● **TEXTAUSZUG**:
⟨
Verjähren Ansprüche auf Urlaub automatisch?
Matthias Wiese • 8. März 2023
Der Wiese und Kollegen Rechtsanwälte in Erfurt Blog heute zum Thema:
Verjähren Urlaubsansprüche automatisch?
Diese Frage hat das Bundesarbeitsgericht in Erfurt hat mit Urteil vom 20.12.2022 im Ergebnis der Vorabentscheidung des Europäischen Gerichtshofs vom 22.9.2022 (EuGH, Az. - C-120/21 -) beantwortet.
Das BAG hat entschieden, dass Urlaubsansprüche von Arbeitnehmerinnen und Arbeitnehmern in Deutschland grundsätzlich nicht automatisch verjähren können (vgl. BAG, U. v. 20.12.2022, Az.: 9 AZR 266/20; BAG-Pressemitteilung 48/22 - Verjährung von Urlaubsansprüchen v. 20.2.2022)
Entscheidung des BAG und Verfahrensgang
Der Beklagte hatte die Klägerin zwischen November 1996 und Juli 2017 als Steuerfachangestellte und Bilanzbuchhalterin beschäftigt (a. a. O.). Nach der Beendigung des Arbeitsverhältnisses zahlte er an sie zur Abgeltung von 14 Urlaubstagen 3.201,38 Euro brutto und kam damit der weitergehenden Forderung der Klägerin, Urlaub im Umfang von 101 Arbeitstagen aus den Vorjahren abzugelten, nicht nach (a. a. O.).
Nachdem das Arbeitsgericht die im Februar 2018 eingereichte Klage insoweit abgewiesen hatte, sprach das Landesarbeitsgericht der Klägerin 17.376,64 Euro brutto zur Abgeltung weiterer 76 Arbeitstage zu (a. a. O.). Das Landesarbeitsgericht hielt den Verjährungseinwand des Beklagten für nicht durchgreifend (a. a. O.).
Auch die Revision des Beklagten hatte vor dem BAG nun keinen Erfolg (a. a. O.). Zwar fänden nach Auffassung des BAG die Vorschriften über die Verjährung (hier §§ 214 Abs. 1, 194 Abs. 1 BGB) auch auf den gesetzlichen Mindesturlaub Anwendung (a. a. O.). Die regelmäßige Verjährungsfrist von drei Jahren beginne aber bei richtlinienkonformer Auslegung des § 199 Abs. 1 BGB nicht zwangsläufig mit Ende des Urlaubsjahres, sondern erst mit dem Schluss des Jahres, in dem der Arbeitgeber den Arbeitnehmer über seinen konkreten Urlaubsanspruch und die Verfallfristen belehrt und der Arbeitnehmer den Urlaub dennoch aus freien Stücken nicht genommen habe (a. a. O.).
⟩
● **BEREITGESTELLTE DATEN**:
⟨
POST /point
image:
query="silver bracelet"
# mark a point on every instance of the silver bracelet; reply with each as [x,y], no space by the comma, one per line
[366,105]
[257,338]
⟩
● **IHRE AUFGABE**:
Prüfen Sie, ob die folgenden Aussagen mit dem Textauszug übereinstimmen, und antworten Sie jeweils mit Ja oder Nein samt den ausschlaggebenden Worten des Textauszugs als wörtlichem Zitat: (a) Die Klägerin war vom Beklagten zwischen November 1996 und Juli 2017 als Steuerfachangestellte und Bilanzbuchhalterin beschäftigt. (b) Das Landesarbeitsgericht gab dem Verjährungseinwand des Beklagten statt. (c) Nach Auffassung des BAG beginnt die regelmäßige Verjährungsfrist stets mit dem Ende des Urlaubsjahres. Die Daten stehen in keinem Zusammenhang mit dem Textauszug.

● **ERGEBNIS**:
(a) Ja: „Der Beklagte hatte die Klägerin zwischen November 1996 und Juli 2017 als Steuerfachangestellte und Bilanzbuchhalterin beschäftigt“
(b) Nein: „Das Landesarbeitsgericht hielt den Verjährungseinwand des Beklagten für nicht durchgreifend“
(c) Nein: „nicht zwangsläufig mit Ende des Urlaubsjahres“